- [Extrait du texte]:
--------------------------------------------------

LE RÔLE des pesticides a déjà été évoqué dans la survenue de nombreuses affections : cancers, baisse de la fertilité, troubles psychiatriques comme l’anxiété ou la dépression, maladies neurodégénératives comme la maladie d’Alzheimer ou la maladie de Parkinson. Les résultats obtenus à partir de la cohorte PHYTONER, une population d’ouvriers agricoles girondins affiliés à la Mutuelle agricole (MSA) posent une nouvelle fois la question du lien entre une exposition prolongée aux pesticides et la survenue d’une démence.
Entre février 1997 et décembre 1998, 928 ouvriers âgés de 40 à 55 ans en 1995 et qui cette année-là avaient cumulé au moins 1 000 heures par an de travaux dans une exploitation viticole ont été inclus dans l’étude PHYTONER afin de comparer la fréquence des troubles neurocomportementaux chez les ouvriers exposés aux pesticides et chez ceux qui ne l’avaient pas été. L’étude de leur parcours professionnel a permis de déterminer 4 groupes : ceux qui ont été directement exposés (responsable de la pulvérisation des pesticides ou du nettoyage et de l’entretien des appareils de pulvérisation) ; ceux qui ont été indirectement exposés (pas de contacts avec les produits mais avec les vignes traitées au moment de la taille ou de la récolte) ; ceux qui ont pu être indirectement exposés (contact possible dans les bâtiments ou les caves) ; ceux pour qui aucun contact ne peut être rapporté.
Au moment de l’inclusion, les participants ont été soumis à une batterie de 9 tests neuropsychologiques. Quatre ans plus tard, entre mai 2001 et décembre 2003, une nouvelle batterie de tests a été réalisée.
Baisse accélérée.
Les résultats à quatre ans sont présentés dans le numéro de décembre d’« Occupational and Environmental Medicine », revue du groupe BMJ (« British Medical Journal »). Ils portent sur un échantillon de 614 sujets (67 % des sujets inclus) avec un suivi moyen de 4,7 ans. Parmi eux, plus de la moitié a été directement exposée (54,7 %), 1 sur 5 ne l’a jamais été et 26 % l’ont été indirectement de manière certaine ou possible. Les auteurs, Isabelle Badi et coll. (Laboratoire Santé travail environnement de l’Institut de santé publique d’épidémiologie et de développement et centre INSERM U 897)*, ont mis en évidence une baisse des performances à certains ou à tous les tests, une baisse attendue liée au vieillissement (un gain de 1 an était associé à un risque plus élevé de 5 à 16 % d’avoir un mauvais score), à un faible niveau d’éducation, à une consommation excessive d’alcool, à la prise de médicament psychoactif ou la présence d’une dépression.

--------------------------------------------------

- [Données brutes]:
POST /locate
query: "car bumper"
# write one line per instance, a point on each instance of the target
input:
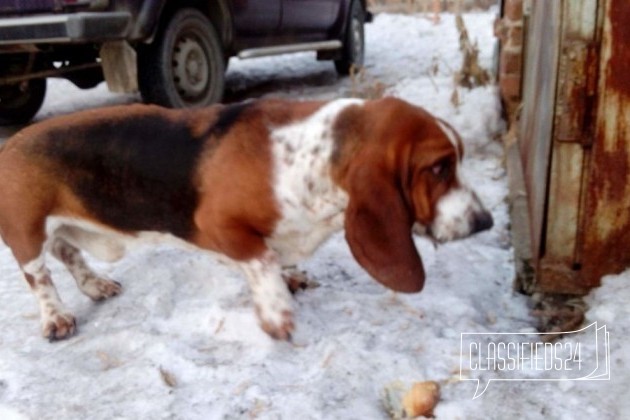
(64, 28)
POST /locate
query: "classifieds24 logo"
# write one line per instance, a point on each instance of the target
(581, 355)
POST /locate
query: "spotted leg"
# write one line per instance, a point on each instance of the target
(88, 282)
(271, 297)
(57, 322)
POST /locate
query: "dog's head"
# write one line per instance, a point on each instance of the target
(400, 167)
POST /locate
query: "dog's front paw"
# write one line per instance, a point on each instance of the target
(278, 325)
(58, 325)
(297, 280)
(99, 289)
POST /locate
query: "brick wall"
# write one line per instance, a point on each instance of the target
(509, 30)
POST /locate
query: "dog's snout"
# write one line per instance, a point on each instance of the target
(482, 221)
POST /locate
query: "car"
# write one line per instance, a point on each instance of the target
(174, 52)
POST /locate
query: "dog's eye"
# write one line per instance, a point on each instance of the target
(441, 170)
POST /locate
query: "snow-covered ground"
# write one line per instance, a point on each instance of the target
(182, 341)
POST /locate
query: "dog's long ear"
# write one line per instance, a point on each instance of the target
(378, 230)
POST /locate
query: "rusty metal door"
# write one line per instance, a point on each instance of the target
(575, 141)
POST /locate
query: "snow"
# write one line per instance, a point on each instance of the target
(182, 341)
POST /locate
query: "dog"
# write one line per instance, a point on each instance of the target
(262, 183)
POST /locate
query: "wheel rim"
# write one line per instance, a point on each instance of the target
(14, 96)
(190, 67)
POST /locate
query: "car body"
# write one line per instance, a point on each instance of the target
(174, 52)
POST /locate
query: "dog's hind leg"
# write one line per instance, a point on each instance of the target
(29, 248)
(88, 282)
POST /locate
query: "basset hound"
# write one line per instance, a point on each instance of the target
(261, 183)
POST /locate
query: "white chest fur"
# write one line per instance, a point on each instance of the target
(311, 204)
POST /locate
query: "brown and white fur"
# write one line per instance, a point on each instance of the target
(262, 183)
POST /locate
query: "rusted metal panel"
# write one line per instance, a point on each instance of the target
(539, 86)
(577, 53)
(559, 265)
(606, 218)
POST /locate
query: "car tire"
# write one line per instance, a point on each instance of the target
(354, 41)
(184, 67)
(20, 102)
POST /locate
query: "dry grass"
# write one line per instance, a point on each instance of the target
(471, 73)
(365, 86)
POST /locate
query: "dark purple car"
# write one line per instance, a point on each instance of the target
(173, 52)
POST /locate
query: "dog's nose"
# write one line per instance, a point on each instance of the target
(482, 221)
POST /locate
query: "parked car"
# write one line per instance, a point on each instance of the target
(174, 52)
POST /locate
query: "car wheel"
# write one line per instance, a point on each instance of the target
(184, 67)
(20, 102)
(354, 41)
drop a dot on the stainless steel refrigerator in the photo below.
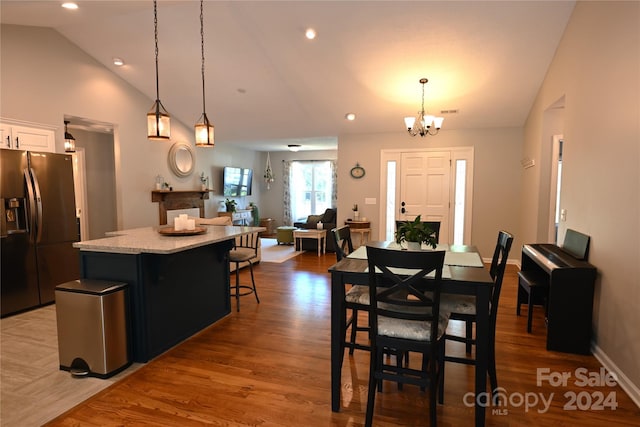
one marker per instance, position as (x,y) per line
(38,228)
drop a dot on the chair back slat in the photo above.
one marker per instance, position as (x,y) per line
(498,265)
(399,289)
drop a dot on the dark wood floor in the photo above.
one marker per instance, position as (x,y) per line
(270,365)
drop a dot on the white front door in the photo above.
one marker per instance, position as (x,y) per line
(424,188)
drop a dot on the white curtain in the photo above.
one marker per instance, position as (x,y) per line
(296,205)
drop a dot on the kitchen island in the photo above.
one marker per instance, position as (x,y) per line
(178,285)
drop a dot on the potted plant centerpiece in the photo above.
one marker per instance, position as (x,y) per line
(415,233)
(230,205)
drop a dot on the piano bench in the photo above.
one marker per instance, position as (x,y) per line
(535,286)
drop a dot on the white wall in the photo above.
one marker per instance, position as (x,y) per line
(597,71)
(45,77)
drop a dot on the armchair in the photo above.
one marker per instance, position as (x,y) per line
(328,219)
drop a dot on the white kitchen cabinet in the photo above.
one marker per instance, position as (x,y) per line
(32,137)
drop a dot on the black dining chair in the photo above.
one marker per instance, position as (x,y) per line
(463,307)
(357,297)
(406,318)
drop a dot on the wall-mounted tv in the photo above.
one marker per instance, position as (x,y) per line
(236,182)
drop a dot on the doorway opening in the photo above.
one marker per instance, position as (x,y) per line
(94,177)
(436,184)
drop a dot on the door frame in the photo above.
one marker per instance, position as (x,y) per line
(457,153)
(553,186)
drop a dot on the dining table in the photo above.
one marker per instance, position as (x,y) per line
(464,273)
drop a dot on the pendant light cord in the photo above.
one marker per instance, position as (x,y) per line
(202,50)
(155,24)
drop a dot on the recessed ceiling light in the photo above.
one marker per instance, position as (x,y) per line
(310,33)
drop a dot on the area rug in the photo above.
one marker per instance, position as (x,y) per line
(272,252)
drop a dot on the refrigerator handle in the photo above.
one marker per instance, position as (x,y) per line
(35,202)
(32,207)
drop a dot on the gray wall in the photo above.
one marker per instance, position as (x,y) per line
(596,71)
(45,77)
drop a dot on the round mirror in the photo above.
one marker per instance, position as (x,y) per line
(181,159)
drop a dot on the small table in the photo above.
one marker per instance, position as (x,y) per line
(361,228)
(319,235)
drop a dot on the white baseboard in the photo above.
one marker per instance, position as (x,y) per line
(625,383)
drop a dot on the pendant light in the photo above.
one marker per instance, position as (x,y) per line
(69,140)
(158,120)
(204,128)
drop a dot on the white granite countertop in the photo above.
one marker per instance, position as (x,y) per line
(148,240)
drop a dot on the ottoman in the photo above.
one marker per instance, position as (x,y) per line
(284,234)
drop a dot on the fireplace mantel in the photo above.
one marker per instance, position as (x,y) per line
(178,199)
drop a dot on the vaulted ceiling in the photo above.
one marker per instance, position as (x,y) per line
(268,86)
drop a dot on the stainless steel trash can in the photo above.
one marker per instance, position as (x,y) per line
(92,320)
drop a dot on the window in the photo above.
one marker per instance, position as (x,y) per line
(311,188)
(460,198)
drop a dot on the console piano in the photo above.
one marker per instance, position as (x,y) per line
(569,305)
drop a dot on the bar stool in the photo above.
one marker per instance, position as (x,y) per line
(245,250)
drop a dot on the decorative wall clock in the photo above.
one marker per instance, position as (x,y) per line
(357,171)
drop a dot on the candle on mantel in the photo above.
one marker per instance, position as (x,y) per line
(181,222)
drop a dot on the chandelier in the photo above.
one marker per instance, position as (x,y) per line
(204,128)
(423,124)
(158,120)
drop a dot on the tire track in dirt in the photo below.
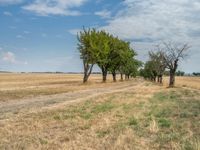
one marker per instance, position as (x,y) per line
(59,100)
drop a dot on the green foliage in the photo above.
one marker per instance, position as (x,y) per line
(180,73)
(108,52)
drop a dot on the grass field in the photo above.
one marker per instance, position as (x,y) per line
(57,111)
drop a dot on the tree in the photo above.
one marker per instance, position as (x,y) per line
(173,54)
(159,63)
(86,54)
(149,71)
(180,73)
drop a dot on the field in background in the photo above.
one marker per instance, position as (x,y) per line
(190,82)
(57,111)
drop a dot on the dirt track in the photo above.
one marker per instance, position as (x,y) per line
(47,102)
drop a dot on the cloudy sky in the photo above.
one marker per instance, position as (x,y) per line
(40,35)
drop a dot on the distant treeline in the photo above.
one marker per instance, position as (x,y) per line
(196,73)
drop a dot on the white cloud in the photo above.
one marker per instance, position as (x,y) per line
(27,32)
(55,7)
(9,57)
(155,20)
(74,31)
(149,22)
(103,14)
(7,13)
(10,2)
(20,36)
(44,35)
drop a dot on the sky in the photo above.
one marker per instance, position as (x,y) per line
(41,35)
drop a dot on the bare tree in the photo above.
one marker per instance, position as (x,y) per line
(159,64)
(173,54)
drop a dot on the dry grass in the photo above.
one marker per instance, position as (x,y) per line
(144,116)
(18,86)
(190,82)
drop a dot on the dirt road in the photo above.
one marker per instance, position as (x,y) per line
(14,107)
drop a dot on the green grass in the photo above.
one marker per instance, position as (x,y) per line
(168,120)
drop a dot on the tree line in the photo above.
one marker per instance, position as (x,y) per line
(114,55)
(167,56)
(110,53)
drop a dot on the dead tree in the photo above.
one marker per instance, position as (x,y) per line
(173,54)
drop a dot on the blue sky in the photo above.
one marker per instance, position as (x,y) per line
(40,35)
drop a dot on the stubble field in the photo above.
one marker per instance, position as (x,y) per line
(57,111)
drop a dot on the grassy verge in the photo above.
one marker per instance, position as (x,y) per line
(170,119)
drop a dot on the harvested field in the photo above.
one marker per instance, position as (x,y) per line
(57,111)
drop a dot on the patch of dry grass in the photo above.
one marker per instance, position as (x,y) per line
(147,116)
(18,86)
(190,82)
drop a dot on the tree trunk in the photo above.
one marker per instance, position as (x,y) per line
(158,79)
(85,78)
(104,74)
(161,79)
(114,76)
(121,77)
(87,71)
(126,77)
(172,79)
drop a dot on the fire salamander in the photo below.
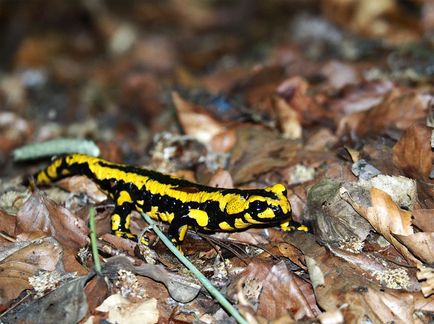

--------------------------------------------------

- [Présentation]: Recopiez mot pour mot le passage du texte sur les pesticides qui va de « LE RÔLE des » à « survenue d’une démence. ».

- [Réponse rédigée]:
LE RÔLE des pesticides a déjà été évoqué dans la survenue de nombreuses affections : cancers, baisse de la fertilité, troubles psychiatriques comme l’anxiété ou la dépression, maladies neurodégénératives comme la maladie d’Alzheimer ou la maladie de Parkinson. Les résultats obtenus à partir de la cohorte PHYTONER, une population d’ouvriers agricoles girondins affiliés à la Mutuelle agricole (MSA) posent une nouvelle fois la question du lien entre une exposition prolongée aux pesticides et la survenue d’une démence.